## MATERIAL FOR THIS EXERCISE
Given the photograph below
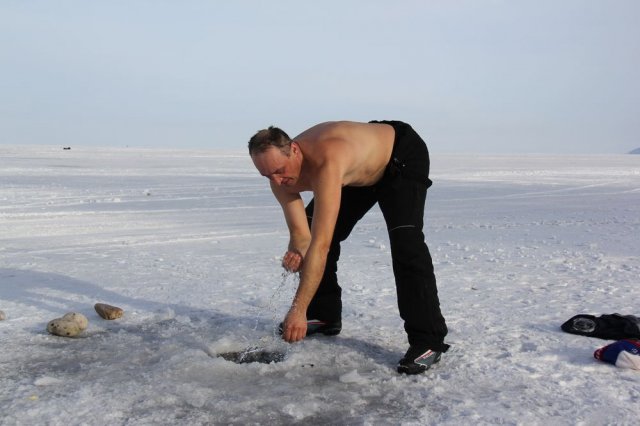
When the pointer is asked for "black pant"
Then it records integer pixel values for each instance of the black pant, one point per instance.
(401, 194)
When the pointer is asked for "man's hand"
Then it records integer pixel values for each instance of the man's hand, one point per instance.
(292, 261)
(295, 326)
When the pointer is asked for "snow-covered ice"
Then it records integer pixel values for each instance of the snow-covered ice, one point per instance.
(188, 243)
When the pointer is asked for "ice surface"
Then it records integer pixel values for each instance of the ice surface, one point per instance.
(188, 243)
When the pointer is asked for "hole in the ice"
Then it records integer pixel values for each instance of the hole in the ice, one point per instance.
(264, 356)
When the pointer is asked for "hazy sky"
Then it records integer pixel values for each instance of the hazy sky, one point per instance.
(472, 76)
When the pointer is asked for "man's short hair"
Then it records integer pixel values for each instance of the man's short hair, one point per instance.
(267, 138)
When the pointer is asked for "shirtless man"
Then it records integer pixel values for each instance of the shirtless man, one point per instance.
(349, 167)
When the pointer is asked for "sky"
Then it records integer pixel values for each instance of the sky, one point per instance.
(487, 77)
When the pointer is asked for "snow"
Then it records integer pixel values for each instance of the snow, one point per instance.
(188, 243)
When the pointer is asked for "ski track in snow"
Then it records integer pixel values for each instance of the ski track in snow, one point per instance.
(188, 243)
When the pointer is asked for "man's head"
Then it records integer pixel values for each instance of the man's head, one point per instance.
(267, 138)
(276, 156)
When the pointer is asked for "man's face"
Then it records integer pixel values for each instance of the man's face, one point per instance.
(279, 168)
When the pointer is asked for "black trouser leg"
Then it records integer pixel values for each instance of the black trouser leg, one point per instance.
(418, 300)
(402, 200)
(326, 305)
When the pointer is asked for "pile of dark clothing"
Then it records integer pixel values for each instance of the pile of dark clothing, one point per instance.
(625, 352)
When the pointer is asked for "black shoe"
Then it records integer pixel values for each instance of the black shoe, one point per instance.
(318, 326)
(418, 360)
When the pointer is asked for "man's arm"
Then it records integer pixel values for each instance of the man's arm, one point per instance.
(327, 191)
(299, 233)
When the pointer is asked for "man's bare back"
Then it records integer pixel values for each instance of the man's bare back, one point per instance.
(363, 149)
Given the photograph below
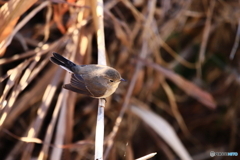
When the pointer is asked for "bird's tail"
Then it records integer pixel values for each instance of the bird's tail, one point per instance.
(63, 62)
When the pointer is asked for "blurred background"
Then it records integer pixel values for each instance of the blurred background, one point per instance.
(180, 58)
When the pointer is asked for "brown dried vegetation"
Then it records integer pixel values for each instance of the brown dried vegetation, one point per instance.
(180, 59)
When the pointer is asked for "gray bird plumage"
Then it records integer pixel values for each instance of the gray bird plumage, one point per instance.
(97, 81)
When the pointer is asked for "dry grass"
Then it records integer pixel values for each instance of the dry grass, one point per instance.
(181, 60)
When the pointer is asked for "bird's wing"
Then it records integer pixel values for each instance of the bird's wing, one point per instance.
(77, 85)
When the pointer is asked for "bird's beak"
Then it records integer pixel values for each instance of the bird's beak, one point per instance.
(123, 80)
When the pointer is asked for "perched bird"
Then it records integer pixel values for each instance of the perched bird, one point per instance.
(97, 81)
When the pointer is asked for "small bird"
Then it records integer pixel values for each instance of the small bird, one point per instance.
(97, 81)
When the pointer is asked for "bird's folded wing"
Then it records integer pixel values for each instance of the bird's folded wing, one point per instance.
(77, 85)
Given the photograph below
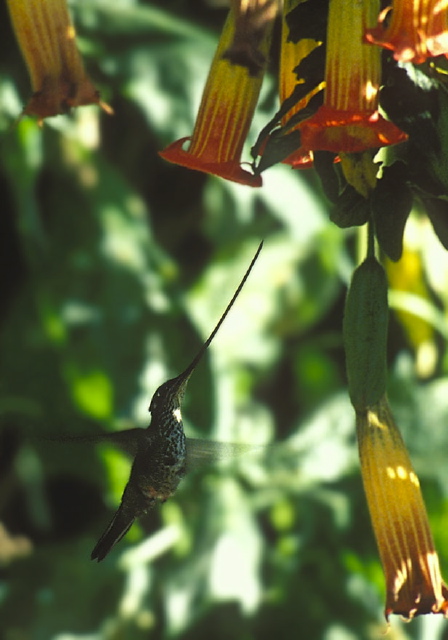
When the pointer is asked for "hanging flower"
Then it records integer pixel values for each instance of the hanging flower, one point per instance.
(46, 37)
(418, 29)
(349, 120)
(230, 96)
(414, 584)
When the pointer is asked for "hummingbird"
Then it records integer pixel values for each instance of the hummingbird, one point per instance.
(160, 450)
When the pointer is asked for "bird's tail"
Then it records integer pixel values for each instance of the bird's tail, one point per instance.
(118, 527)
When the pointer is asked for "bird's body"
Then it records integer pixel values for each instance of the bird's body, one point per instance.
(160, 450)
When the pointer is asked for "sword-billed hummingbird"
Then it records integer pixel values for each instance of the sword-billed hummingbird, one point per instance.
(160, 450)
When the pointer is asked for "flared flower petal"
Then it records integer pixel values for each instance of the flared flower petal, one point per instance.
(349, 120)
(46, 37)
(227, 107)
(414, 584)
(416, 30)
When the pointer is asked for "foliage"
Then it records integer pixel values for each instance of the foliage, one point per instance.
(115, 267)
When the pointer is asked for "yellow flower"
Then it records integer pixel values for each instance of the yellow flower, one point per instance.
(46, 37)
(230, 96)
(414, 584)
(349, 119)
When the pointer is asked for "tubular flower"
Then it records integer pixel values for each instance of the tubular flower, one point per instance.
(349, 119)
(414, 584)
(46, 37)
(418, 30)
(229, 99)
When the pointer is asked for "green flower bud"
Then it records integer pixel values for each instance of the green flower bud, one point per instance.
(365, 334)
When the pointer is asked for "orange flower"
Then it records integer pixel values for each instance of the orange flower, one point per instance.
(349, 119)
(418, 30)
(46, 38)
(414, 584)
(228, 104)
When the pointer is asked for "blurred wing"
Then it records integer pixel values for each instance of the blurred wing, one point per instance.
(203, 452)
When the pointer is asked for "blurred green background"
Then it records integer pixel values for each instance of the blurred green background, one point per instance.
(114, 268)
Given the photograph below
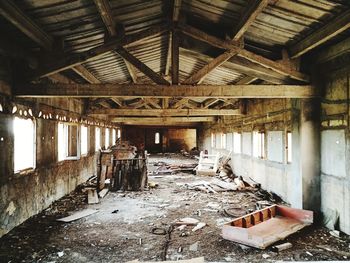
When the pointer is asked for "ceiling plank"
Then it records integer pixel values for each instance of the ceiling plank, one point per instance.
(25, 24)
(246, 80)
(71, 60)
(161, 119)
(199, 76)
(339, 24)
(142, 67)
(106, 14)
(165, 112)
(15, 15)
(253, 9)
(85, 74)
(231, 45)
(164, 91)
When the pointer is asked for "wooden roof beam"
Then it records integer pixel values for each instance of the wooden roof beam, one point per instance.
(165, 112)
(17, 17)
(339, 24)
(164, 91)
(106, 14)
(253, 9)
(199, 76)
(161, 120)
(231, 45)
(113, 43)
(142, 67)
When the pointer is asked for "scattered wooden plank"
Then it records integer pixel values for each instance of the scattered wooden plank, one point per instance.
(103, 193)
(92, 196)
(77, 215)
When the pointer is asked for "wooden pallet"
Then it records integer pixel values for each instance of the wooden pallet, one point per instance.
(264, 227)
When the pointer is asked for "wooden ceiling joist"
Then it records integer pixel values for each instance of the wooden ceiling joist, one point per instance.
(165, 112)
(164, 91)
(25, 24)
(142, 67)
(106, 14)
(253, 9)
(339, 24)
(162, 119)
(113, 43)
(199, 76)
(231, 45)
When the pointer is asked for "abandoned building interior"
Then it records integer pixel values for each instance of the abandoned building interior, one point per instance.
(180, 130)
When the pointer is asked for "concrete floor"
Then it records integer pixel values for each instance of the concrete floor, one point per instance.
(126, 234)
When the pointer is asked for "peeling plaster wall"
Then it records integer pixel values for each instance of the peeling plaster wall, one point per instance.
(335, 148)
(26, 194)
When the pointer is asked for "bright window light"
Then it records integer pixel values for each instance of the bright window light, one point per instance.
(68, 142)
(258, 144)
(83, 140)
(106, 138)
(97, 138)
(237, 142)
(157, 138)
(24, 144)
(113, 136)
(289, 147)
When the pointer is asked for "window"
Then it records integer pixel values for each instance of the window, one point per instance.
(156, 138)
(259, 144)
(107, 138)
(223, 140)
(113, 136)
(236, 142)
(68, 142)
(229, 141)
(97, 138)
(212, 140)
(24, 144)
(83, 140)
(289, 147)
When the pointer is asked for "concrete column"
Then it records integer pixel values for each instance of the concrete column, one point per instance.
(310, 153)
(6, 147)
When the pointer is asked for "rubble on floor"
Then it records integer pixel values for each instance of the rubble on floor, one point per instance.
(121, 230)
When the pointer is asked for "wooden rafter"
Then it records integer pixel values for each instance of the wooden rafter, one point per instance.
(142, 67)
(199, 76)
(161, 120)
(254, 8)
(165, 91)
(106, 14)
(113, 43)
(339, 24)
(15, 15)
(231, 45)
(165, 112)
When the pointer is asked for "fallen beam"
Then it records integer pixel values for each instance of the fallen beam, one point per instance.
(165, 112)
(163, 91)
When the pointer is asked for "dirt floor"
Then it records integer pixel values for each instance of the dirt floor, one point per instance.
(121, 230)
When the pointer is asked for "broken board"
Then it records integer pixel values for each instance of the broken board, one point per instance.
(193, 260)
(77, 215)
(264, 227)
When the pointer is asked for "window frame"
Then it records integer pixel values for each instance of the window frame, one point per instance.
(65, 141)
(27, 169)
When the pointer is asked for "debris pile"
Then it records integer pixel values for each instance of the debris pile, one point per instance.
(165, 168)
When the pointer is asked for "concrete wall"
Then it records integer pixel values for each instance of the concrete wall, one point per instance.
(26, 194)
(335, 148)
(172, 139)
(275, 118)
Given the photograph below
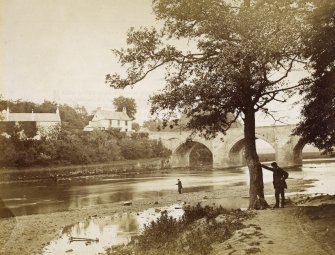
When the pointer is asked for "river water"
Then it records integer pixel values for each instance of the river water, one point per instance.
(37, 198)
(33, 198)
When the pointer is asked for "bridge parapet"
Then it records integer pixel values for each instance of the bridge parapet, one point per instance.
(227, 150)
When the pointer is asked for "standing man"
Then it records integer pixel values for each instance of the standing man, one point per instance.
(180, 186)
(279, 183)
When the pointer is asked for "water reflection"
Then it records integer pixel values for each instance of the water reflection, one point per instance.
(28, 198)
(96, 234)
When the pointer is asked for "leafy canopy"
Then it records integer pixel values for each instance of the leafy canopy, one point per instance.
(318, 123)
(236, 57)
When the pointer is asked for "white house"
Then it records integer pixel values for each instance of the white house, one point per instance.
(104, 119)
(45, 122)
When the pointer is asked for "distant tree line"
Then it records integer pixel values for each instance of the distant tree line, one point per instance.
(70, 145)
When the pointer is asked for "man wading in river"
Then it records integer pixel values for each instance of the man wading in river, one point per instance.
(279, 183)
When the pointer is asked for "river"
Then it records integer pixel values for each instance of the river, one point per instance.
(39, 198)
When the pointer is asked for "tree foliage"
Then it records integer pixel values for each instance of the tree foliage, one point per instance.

## WHAT IS REQUIRED
Emit only the final stretch of the records: the line containing "in river, one point per instance." through the end, each line exactly as it stands.

## ANSWER
Then it records integer pixel values for each instance of the man wading in river, one point per instance.
(279, 183)
When the pointer is asked for "river"
Then it records integer pixel values for each instance of the river, one point per instance.
(39, 198)
When the pointer is asked for "tree foliage"
Then it records integer pixel values for each instance of the tree foliage, one point per instance.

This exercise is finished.